--- BEGIN Data for this task ---
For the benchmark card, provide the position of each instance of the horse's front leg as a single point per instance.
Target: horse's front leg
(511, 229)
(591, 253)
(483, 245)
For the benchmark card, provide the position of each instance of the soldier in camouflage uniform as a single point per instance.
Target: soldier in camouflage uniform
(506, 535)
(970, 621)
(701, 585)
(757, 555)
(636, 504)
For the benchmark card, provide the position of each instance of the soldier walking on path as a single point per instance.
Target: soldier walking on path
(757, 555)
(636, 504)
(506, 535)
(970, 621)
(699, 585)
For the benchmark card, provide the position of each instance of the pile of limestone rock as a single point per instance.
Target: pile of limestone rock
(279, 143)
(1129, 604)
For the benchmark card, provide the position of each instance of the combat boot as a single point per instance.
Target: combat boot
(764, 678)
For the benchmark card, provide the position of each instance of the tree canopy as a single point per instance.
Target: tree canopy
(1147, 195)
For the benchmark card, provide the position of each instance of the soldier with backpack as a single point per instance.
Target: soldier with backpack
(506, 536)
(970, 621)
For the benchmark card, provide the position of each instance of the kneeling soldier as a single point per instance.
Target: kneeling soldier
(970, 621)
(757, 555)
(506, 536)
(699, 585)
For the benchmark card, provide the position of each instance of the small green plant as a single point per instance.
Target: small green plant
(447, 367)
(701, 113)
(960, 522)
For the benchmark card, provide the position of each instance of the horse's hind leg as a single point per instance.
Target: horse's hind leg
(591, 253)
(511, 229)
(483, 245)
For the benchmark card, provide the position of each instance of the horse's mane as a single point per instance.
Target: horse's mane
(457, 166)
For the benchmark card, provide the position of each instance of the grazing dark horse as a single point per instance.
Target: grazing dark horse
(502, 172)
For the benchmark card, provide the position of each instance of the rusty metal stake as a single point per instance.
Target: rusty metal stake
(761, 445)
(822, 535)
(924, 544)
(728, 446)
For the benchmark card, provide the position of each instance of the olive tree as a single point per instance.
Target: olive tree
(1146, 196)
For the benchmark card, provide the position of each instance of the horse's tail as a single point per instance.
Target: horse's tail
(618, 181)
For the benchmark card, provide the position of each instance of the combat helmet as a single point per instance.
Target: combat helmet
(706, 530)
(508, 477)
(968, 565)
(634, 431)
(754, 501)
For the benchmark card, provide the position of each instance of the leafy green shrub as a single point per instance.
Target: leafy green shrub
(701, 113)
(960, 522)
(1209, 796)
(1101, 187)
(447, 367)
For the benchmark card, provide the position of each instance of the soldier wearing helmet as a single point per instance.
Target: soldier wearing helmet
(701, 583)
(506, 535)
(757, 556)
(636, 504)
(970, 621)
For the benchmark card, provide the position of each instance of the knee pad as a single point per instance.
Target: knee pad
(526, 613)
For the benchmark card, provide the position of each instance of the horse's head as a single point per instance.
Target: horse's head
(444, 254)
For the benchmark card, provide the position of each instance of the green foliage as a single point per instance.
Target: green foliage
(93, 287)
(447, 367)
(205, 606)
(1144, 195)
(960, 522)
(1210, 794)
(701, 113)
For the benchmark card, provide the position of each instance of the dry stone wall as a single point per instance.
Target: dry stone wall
--- END Data for this task ---
Write out the full listing above again, substituting "evaluation sheet" for every occurrence of "benchmark card" and leaving all other text unchanged.

Complete output —
For the evaluation sheet, provide the position of each instance of the horse's front leg as a single point per instance.
Target: horse's front leg
(511, 229)
(591, 253)
(483, 245)
For the evaluation sheet, provide the position of each instance of the soldier in camouflage uniform as a single point per instance.
Target: soldier in camouflage uniform
(506, 535)
(970, 621)
(701, 585)
(757, 555)
(636, 504)
For the evaluation sheet, provide the position of each instance of the soldier walking on path as a single point per instance.
Target: soldier walking on path
(757, 555)
(636, 504)
(506, 535)
(970, 621)
(699, 585)
For the evaluation sheet, provide the position of each instance of the pile of limestone rock as a single point per instance.
Target: pile of limestone rock
(279, 143)
(1129, 604)
For the evaluation sheet, provide the position of each instance of the combat boot as a single point per instance.
Target: combat boot
(764, 678)
For the evaluation sheet, provide the position of each instance of the tree canopy as a single point per instance.
Target: tree canopy
(1147, 195)
For the evaluation sheet, provide the position of each instance of the soldier with backpack as a single point per instance.
Target: soldier with backpack
(506, 536)
(970, 621)
For the evaluation sheet, provide the position of each instance of the kneeling soldier as a single point per instance.
Target: kneeling soldier
(970, 621)
(757, 555)
(506, 536)
(699, 585)
For the evaluation sheet, provide the position of each instance of the small green plant as a single point per instance.
Target: small green plant
(447, 367)
(701, 113)
(960, 522)
For the evaluation sheet, provide the position of each instance of the horse's hind leg as a single point per instance.
Target: horse's hind leg
(591, 253)
(511, 229)
(483, 245)
For the evaluation sheet, provide the position of each instance of the horse's mane as a single point per instance.
Target: horse's mane
(457, 166)
For the evaluation sheet, provide the position of each instance of the grazing dark horse as a single point per instance.
Target: grazing dark horse
(502, 172)
For the evaluation sheet, provide the position of each instance of the rusty metal stake as a single point per instance.
Target: rusty metal stake
(761, 445)
(822, 535)
(924, 544)
(728, 446)
For the evaluation sheet, provide the position of each instance of the olive tree as a single point per instance.
Target: olive tree
(1146, 196)
For the evaluation sheet, provide the position of each instance of the horse's tail as a single point per instance.
Target: horse's tail
(618, 181)
For the evaluation sheet, provide the position of each instance of the combat helmet as a single point per instance.
Target: combat helmet
(706, 530)
(508, 477)
(968, 565)
(634, 431)
(754, 501)
For the evaluation sheet, provide the position of each instance of the leafy green shrub as a single point per instance.
Target: leafy green shrub
(701, 113)
(960, 522)
(1209, 796)
(1101, 187)
(447, 367)
For the evaluation sheet, provide the position of each instance of the soldier wearing helmet as a single point per instance.
Target: soldier wearing helmet
(701, 583)
(506, 535)
(757, 556)
(636, 504)
(970, 621)
For the evaluation sheet, provide the position of each instance of the knee pad as a single point per instance.
Target: knee pad
(526, 613)
For the evaluation sheet, provide the position of each instance of the horse's head as a single point per instance.
Target: horse's head
(444, 254)
For the evaluation sheet, provide the position of each instance of the green foliage as a single point per instance.
Target: green foliage
(93, 287)
(447, 367)
(205, 606)
(1144, 195)
(960, 522)
(1210, 794)
(701, 113)
For the evaluation sheet, provide the position of each instance of the dry stone wall as a single point per instance.
Target: dry stone wall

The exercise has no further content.